Source:
((

I argue that whatever is currently being used as a textbook now is not very important; there are some assumptions of modern society or culture that these textbooks may make that we do not understand, being immersed in said society and culture. To recreate chemical knowledge, you need to inspire the sort of experimental genius that motivated Dalton and Lavoisier and Mendeleev to invent modern chemistry in the first place. Basically, I take the approach that you don't want to give a putative chemist a beaker, you want to teach him to science.

I will also argue that books of facts and numbers are not important either. Lists of empirical values of atomic weights or reaction rates or anything are better off experimentally recreated. What you need is a summary of the progress of knowledge over time.

Finally, you don't need the chemistry books to be correct! If there are errors in them, they need to teach their students how to find said errors. Modern chemistry textbooks may contain errors that simply no one knows about!

What books do we need?

First we need a book that is going to inspire the atomic and elemental theories that are the basis of modern chemistry. We need this so that the experimental basis underlying the atomic theory of chemistry is available. For this I choose A new system of Chemical Philosophy by John Dalton (which to my unending surprise you can buy at Walmart). Not only will this book provide the basis for why the atomic theory is valid, it will also provide hints on how to experimentally verify this.

Second, we need a book that talks about the mathematics behind chemical reactions. For this subject, the pioneering work would be On the Equilibrium of Heterogenous Substances by Willard Gibbs. This work lays a theoretical basis for understanding the energy transactions of chemistry, along with concepts like enthalpy and entropy and free energy. This work is probably the best way to get the underlying base knowledge for your future chemists to develop the laws of thermodynamics. Note that this work will require extensive knowledge of calculus, which I don't see handwaved in the question but should presumably be assume to develop alongside chemistry.

))

Data shown:

((

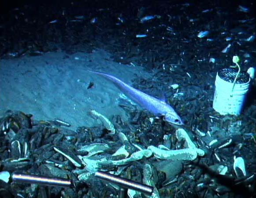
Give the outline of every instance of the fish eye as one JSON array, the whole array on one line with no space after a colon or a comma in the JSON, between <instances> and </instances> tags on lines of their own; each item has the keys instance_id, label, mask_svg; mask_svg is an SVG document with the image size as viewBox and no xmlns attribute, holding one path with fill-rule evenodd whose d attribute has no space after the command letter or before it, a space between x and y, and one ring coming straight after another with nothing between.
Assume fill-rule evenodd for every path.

))

Directions:
1. In the passage on rebuilding chemistry, which book is chosen to inspire the atomic and elemental theories?
2. Reproduce everything in the passage on rebuilding chemistry from "I will also" down to "knowledge over time.".

Results for each task:
1. A new system of Chemical Philosophy by John Dalton.

2.
I will also argue that books of facts and numbers are not important either. Lists of empirical values of atomic weights or reaction rates or anything are better off experimentally recreated. What you need is a summary of the progress of knowledge over time.